#### THE EXERCISE:
Pick out each line in the items below that contains the word "concrete", and copy those lines.

#### THE DATA:
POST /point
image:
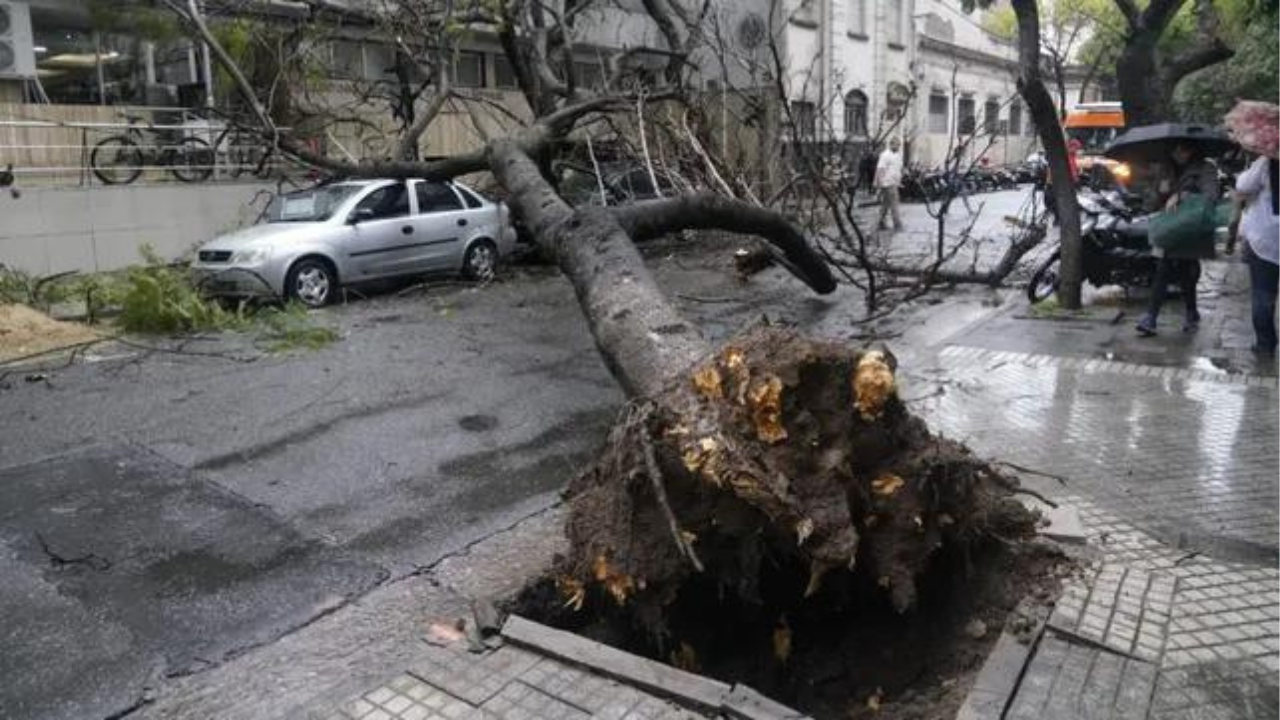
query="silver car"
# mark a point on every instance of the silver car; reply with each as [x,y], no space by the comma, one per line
[348,232]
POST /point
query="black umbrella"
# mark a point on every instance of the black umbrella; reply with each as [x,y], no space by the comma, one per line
[1156,142]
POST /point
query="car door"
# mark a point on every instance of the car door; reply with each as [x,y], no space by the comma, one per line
[380,235]
[443,224]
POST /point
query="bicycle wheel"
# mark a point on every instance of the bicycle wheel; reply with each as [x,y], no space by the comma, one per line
[241,154]
[191,159]
[117,160]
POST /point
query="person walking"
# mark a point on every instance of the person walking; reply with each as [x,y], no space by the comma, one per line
[1192,174]
[1260,227]
[888,176]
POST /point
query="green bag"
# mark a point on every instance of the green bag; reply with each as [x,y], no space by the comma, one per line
[1185,231]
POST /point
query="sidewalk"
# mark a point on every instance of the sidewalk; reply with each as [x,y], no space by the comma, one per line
[1170,459]
[1169,450]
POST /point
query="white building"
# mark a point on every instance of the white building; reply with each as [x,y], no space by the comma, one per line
[855,65]
[967,82]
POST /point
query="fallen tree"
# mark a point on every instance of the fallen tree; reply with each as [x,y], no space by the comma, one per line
[769,449]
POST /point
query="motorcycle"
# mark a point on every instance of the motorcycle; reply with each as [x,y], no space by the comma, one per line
[1114,246]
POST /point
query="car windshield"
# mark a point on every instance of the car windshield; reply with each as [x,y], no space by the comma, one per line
[311,205]
[1095,140]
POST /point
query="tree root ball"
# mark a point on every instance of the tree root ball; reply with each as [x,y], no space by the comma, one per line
[776,450]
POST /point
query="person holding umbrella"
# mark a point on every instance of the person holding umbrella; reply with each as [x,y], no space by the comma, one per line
[1192,174]
[1182,150]
[1256,127]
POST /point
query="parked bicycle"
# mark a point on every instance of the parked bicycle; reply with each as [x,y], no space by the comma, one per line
[122,158]
[240,150]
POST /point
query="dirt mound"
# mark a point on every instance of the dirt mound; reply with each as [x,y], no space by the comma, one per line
[26,332]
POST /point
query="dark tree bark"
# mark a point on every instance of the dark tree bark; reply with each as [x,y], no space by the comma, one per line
[771,446]
[1040,105]
[1146,77]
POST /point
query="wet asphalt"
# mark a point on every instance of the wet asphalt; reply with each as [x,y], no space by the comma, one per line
[163,511]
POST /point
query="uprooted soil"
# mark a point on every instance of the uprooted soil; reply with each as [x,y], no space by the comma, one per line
[24,331]
[780,518]
[845,654]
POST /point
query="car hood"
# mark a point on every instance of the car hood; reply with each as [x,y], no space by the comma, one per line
[264,235]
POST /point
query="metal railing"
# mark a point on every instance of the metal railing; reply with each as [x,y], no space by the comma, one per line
[41,153]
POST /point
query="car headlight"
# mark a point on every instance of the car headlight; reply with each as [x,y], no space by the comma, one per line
[251,256]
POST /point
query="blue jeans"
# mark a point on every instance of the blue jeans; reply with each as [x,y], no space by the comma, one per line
[1264,279]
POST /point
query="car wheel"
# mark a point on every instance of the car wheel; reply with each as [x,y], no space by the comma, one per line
[480,261]
[311,282]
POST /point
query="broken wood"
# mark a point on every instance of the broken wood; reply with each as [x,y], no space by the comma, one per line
[782,450]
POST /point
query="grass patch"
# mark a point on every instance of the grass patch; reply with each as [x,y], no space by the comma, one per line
[160,299]
[1047,308]
[291,327]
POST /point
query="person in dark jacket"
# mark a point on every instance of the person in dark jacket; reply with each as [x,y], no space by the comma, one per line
[1191,174]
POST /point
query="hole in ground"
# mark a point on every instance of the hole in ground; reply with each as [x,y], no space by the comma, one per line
[848,654]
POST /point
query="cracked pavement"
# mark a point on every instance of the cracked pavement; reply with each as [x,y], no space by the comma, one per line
[238,501]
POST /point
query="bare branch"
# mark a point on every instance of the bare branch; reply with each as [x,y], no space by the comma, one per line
[653,218]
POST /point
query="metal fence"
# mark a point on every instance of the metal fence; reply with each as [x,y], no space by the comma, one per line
[150,142]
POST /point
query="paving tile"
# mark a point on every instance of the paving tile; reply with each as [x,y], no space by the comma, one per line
[474,678]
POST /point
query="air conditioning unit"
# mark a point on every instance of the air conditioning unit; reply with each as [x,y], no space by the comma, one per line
[17,49]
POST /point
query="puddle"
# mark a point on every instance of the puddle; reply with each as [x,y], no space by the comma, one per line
[478,423]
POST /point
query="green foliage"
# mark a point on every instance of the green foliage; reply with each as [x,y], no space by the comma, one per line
[160,299]
[1251,74]
[16,286]
[292,328]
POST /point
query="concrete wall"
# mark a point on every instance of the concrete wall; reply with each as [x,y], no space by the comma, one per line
[100,228]
[955,45]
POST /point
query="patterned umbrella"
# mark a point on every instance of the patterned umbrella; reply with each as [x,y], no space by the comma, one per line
[1256,126]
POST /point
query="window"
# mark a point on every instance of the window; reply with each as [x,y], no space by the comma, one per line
[991,117]
[379,62]
[389,201]
[938,106]
[967,122]
[855,114]
[503,74]
[858,17]
[348,60]
[805,118]
[437,197]
[894,17]
[469,71]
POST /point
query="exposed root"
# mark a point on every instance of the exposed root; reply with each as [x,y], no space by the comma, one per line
[778,456]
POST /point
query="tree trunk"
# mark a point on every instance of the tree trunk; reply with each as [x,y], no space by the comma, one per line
[1040,104]
[777,469]
[772,446]
[638,332]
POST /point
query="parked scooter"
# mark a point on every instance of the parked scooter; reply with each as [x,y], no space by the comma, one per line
[1114,246]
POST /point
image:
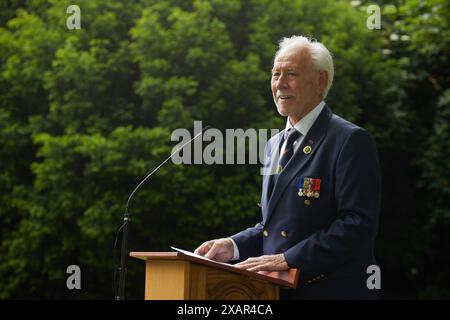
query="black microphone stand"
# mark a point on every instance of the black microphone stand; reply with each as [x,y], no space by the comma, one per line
[126,220]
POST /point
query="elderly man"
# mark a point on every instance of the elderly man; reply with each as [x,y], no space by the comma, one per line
[320,206]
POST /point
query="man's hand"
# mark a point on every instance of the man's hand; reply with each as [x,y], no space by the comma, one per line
[275,262]
[219,250]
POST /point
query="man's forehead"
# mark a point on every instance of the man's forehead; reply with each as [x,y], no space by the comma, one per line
[291,59]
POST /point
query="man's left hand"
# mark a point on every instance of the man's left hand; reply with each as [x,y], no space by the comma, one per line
[275,262]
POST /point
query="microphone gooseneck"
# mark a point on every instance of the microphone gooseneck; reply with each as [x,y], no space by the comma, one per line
[126,219]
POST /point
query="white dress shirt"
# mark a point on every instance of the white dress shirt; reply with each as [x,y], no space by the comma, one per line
[303,127]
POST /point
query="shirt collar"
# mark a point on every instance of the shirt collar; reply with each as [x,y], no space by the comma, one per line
[307,121]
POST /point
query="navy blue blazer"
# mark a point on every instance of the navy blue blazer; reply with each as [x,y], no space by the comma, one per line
[330,238]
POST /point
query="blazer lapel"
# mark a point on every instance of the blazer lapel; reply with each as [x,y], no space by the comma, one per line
[269,171]
[299,159]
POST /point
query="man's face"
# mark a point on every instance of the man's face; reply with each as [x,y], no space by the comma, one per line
[296,86]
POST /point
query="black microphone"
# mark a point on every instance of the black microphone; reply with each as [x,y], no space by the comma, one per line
[126,220]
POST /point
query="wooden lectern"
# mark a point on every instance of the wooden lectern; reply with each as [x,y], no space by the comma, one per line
[178,276]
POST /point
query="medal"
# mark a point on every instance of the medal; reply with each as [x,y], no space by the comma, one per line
[309,187]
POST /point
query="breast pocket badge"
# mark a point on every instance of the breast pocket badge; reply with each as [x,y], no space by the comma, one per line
[309,187]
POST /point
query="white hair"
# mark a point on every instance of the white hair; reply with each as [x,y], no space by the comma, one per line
[320,56]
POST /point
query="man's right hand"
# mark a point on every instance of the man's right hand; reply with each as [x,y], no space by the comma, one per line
[219,250]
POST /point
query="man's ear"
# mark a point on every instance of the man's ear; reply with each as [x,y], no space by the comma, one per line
[323,80]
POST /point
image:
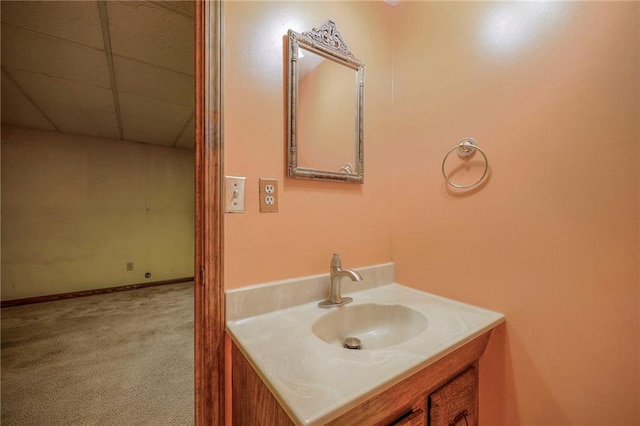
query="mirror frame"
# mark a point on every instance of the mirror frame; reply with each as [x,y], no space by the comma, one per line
[327,42]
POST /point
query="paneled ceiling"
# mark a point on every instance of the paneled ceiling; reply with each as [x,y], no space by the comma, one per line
[112,69]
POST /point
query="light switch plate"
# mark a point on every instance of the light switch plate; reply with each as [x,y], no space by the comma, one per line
[268,195]
[234,194]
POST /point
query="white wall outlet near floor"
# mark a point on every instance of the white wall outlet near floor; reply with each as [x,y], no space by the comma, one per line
[234,194]
[268,195]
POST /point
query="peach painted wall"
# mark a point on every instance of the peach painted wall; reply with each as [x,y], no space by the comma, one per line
[315,218]
[551,92]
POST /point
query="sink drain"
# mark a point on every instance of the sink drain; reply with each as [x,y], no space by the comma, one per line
[352,343]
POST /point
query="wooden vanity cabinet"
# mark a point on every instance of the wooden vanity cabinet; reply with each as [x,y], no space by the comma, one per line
[444,393]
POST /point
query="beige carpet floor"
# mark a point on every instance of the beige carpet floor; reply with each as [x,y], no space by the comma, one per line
[124,358]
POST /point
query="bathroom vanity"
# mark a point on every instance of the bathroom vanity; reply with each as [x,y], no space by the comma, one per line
[442,394]
[417,364]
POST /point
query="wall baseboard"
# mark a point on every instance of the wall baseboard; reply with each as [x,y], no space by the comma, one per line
[83,293]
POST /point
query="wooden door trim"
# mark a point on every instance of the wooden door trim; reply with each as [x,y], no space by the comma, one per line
[209,238]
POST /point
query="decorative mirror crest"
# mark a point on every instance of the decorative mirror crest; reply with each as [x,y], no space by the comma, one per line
[325,105]
[329,36]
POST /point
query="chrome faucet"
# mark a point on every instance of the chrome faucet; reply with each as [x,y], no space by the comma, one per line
[336,274]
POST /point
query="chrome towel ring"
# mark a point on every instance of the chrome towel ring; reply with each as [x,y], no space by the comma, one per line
[466,148]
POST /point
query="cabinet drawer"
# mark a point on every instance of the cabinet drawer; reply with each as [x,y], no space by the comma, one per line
[456,403]
[413,418]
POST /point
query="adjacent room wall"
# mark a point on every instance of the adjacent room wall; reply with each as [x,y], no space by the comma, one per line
[315,219]
[550,91]
[76,209]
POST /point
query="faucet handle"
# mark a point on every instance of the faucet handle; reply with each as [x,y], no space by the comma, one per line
[336,263]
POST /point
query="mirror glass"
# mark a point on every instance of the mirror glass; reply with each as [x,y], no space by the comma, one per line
[325,107]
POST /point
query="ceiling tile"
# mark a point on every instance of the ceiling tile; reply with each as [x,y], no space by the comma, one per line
[165,39]
[154,109]
[77,21]
[90,122]
[29,51]
[156,132]
[153,82]
[50,92]
[186,8]
[187,139]
[18,111]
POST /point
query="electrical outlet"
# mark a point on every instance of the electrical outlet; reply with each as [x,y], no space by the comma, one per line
[268,195]
[234,194]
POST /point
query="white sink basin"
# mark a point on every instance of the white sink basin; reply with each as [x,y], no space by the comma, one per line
[375,325]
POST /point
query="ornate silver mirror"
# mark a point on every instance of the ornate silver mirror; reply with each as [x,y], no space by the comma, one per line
[326,87]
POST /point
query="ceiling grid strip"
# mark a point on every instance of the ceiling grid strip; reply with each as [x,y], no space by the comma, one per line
[30,99]
[104,22]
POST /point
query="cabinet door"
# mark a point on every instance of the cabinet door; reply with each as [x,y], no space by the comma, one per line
[456,403]
[415,418]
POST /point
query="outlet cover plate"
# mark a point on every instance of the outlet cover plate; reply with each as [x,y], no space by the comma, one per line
[234,194]
[268,195]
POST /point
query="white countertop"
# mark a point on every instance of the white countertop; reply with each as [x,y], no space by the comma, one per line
[316,382]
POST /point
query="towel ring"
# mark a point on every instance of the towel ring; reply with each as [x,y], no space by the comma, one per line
[466,148]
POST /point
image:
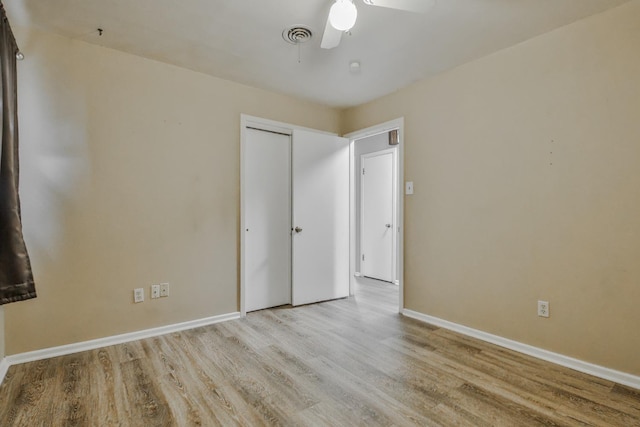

#### RESPONSE FOR THIS EXERCISE:
query="concrete wall"
# mark a point on every instance of the concrete wall; reply with each as [x,y], no space by the comma, one per line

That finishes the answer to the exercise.